▸ **Tarea escrita a**:
Según el pasaje sobre la noche en el arte, ¿qué movimiento fue el gran introductor de lo nocturno en el arte?
────────
Cuando se va el sol atisbaban los románticos la locura, el imperio del inconsciente, los misterios de la sexualidad, la libertad, ajena a la moralidad que duerme, o el fondo sin forma. Kant, aún partícipe de la Ilustración, llegó sin embargo a decir: La noche es sublime, el día es bello; una y otro marchaban paralelos sin converger. El sentimiento diurno promovía la armonía y el nocturno conmovía por fecundo y desordenado, pero en el siglo XIX quisieron trascender ese dualismo: buscaron la luz en la sombra y proclamaron la belleza de lo sublime; también hallaron en la noche la posibilidad mágica de retornar a la Madre original. El poeta Novalis, como en pintura Carus y Runge, proyectó en sus Himnos a la noche y en Heinrich von Ofterdingen un viaje ensoñado por una noche cuyo final coincidía con el origen primigenio. Y recopilando aquellos impulsos, en la Canción de la Noche que Nietzsche hizo recitar a Zaratustra, se advierte lo que en la niebla hay de magnífico: Es de noche: ahora hablan más fuerte todos los surtidores (…) En mí hay algo insaciado, insaciable, que quiere hablar.

El buen nombre de la oscuridad es tan acentuado en la pintura romántica como en la poesía, obviamente, no sin raíces pasadas: se trató de una radicalización de corrientes que habían surgido en el Renacimiento. En lo literario, podemos considerar fuentes de inspiración a Torquato Tasso o Ludovico Ariosto, también a Shakespeare, y los grandes paisajes nocturnos del Romanticismo se nutren del chiaroscuro alumbrado poco después de la luminosidad del Quattrocento. En lo sensitivo y en lo intelectual, la noche cautivó a Leonardo da Vinci y Giorgione y casi fue glorificada en algunas obras de Miguel Ángel y Dosso Dossi. Incluso Rafael, clásico entre los clásicos, dejó entrever un pensamiento semejante en La liberación de san Pedro. Fijándonos en Centroeuropa, encontramos tinieblas a celebrar en El Bosco, Brueghel, Grünewald o Altdorfer, y en numerosas manifestaciones del arte alemán y flamenco en los siglos XVI y XVII.

Sin embargo, el gran movimiento introductor de lo nocturno en el arte fue el manierismo. Su asunción de ese chiaroscuro que simboliza el nacimiento de la conciencia trágica del individuo moderno (al igual que el sfumatto, por negar la claridad de los contornos) expresa nuestras contradicciones. Desde fines del siglo XVI, en el centro y el sur de Europa los lienzos se llenaron de sombras de la mano, entre otros, de Caravaggio, Barocci, los tenebristas, El Greco, José Ribera, Francisco Ribalta, Velázquez, Zurbarán, Adam Elsheimer, Rubens o Rembrandt; todos ellos recurrieron a menudo a la noche, o a la oscuridad, para reflejar las tensiones espirituales propias de su tiempo.
────────
▸ **Tarea escrita b**:
Cambie "short dark hair" por "black hair" en todo lo que va de la línea de los registros que contiene "Provide the mask of every instance of the thumb" hasta el final de los registros. Reproduzca solo esas líneas y deje todo lo demás igual.
────────
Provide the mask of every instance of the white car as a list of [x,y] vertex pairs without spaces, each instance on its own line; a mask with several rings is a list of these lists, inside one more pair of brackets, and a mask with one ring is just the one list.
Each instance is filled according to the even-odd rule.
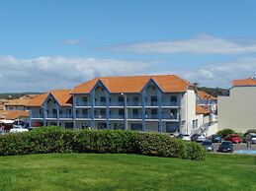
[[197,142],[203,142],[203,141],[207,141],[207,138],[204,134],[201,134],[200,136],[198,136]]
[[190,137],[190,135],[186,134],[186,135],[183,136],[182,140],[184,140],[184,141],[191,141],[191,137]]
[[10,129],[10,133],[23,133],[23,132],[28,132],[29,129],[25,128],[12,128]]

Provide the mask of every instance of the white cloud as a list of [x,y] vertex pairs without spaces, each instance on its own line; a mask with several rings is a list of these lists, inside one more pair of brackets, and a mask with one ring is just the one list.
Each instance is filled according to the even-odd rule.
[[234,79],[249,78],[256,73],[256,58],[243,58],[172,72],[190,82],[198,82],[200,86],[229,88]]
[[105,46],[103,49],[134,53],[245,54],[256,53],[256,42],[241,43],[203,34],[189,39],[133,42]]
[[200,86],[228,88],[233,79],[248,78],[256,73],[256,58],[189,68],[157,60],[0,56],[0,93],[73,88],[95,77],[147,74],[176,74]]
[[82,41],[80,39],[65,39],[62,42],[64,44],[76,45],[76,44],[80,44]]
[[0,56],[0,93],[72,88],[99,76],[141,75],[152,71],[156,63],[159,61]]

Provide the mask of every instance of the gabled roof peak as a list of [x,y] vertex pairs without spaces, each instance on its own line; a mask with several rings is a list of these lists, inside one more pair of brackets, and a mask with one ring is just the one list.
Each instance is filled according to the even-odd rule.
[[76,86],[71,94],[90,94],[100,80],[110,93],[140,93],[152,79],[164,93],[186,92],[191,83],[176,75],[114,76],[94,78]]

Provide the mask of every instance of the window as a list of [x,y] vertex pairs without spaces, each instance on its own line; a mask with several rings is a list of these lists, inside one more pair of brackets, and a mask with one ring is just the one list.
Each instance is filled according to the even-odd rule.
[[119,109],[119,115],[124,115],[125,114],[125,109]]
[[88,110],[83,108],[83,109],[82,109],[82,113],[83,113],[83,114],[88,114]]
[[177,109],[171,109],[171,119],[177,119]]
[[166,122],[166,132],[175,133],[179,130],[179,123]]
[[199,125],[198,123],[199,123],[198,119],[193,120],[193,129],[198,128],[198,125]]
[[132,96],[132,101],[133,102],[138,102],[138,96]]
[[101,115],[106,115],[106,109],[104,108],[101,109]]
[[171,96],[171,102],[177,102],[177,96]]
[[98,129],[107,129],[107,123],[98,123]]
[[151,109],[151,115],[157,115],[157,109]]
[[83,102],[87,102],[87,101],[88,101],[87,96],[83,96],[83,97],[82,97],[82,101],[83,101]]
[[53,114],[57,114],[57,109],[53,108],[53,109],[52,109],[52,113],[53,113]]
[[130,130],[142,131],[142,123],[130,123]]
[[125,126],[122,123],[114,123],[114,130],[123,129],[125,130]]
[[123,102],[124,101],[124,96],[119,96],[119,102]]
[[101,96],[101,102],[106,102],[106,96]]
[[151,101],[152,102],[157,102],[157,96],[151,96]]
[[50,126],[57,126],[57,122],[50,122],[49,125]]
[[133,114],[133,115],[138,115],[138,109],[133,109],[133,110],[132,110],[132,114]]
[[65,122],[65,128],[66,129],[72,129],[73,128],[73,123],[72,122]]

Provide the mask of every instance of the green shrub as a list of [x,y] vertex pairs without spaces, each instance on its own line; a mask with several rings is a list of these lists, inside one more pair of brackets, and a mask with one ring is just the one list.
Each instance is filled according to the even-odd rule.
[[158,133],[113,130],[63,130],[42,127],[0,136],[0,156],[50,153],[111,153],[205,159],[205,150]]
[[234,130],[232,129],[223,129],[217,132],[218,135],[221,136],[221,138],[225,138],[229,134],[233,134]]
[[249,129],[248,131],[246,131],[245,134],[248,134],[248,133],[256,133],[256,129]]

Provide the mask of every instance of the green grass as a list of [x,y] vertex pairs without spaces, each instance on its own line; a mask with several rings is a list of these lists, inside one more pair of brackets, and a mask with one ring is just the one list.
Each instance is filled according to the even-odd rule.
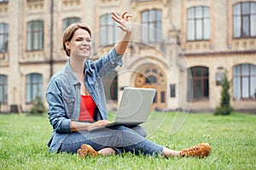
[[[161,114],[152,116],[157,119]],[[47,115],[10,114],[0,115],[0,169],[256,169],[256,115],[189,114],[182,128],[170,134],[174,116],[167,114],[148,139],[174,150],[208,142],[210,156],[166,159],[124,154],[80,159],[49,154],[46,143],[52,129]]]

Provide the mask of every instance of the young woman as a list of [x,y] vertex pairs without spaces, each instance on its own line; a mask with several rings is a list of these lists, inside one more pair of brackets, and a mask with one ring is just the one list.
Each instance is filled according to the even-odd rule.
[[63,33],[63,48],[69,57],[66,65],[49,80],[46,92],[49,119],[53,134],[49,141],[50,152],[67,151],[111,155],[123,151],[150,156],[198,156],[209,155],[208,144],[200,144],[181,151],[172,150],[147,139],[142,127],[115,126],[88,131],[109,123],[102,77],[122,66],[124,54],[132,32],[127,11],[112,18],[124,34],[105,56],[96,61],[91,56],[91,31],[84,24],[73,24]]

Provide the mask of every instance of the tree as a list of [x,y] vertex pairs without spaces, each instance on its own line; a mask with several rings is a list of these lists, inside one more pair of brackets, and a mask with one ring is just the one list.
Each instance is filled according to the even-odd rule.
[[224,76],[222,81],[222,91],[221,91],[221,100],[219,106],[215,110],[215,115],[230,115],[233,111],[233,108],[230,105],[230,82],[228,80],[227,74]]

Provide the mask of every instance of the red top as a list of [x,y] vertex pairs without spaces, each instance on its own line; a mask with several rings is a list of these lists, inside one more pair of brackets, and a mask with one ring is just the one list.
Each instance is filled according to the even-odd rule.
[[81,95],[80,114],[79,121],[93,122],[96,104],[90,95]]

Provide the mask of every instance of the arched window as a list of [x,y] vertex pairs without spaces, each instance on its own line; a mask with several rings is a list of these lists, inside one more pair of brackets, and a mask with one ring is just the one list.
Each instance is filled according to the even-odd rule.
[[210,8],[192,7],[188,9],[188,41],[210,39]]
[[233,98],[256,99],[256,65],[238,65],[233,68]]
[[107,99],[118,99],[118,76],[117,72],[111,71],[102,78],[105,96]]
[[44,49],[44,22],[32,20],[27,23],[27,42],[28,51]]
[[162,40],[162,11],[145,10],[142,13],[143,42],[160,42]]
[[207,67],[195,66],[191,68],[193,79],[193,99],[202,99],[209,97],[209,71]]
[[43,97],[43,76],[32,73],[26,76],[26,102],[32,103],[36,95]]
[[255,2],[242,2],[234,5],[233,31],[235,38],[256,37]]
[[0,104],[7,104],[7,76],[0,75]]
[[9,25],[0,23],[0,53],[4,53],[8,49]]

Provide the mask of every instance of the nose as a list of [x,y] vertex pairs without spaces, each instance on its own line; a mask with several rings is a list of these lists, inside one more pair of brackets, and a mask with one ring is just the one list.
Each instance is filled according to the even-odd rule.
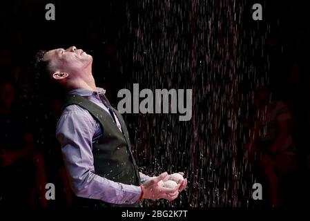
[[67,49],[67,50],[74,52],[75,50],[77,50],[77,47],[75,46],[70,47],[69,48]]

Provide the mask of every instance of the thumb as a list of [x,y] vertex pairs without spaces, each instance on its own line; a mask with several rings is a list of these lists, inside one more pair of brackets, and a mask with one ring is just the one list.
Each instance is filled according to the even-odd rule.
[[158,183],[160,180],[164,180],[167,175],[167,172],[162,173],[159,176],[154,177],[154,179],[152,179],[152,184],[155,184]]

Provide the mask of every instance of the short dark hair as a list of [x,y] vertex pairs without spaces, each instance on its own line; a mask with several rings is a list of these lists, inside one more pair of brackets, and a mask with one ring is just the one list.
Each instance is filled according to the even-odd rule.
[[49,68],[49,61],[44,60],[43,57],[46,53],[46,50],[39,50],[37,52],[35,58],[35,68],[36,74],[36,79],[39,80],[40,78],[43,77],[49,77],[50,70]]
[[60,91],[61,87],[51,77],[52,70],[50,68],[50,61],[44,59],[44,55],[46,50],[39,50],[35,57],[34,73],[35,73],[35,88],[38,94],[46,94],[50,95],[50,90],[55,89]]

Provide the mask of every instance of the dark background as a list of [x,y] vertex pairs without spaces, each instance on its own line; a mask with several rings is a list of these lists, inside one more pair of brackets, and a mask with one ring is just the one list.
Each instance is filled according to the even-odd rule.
────────
▸ **Resultado a**:
El manierismo.

▸ **Resultado b**:
Provide the mask of every instance of the thumb as a list of [x,y] vertex pairs without spaces, each instance on its own line; a mask with several rings is a list of these lists, inside one more pair of brackets, and a mask with one ring is just the one list.
Each instance is filled according to the even-odd rule.
[[158,183],[160,180],[164,180],[167,175],[167,172],[162,173],[159,176],[154,177],[154,179],[152,179],[152,184],[155,184]]

Provide the mask of every instance of the black hair as a list of [x,y] vertex pairs without spaces, each instance on its own line; a mask with several rings is a list of these lists, inside one more pair of brackets, and a mask with one ring is just the one list.
Each instance is filled according to the even-odd rule.
[[49,68],[49,61],[44,60],[43,57],[46,53],[46,50],[39,50],[37,52],[35,58],[35,68],[36,74],[36,79],[39,80],[40,78],[43,77],[49,77],[50,70]]
[[60,91],[61,87],[51,77],[52,70],[50,68],[50,61],[44,59],[44,55],[46,50],[39,50],[35,57],[34,73],[35,73],[35,88],[38,94],[46,94],[50,95],[50,90],[55,89]]

Provide the mask of every instance of the dark background as a list of [x,y] vertex pairs without spaces, each instance on its own line; a mask with several rings is a list of these lists, inside one more pair of brackets, and a mask with one ring is just the one list.
Each instance is filled according to the even-odd rule.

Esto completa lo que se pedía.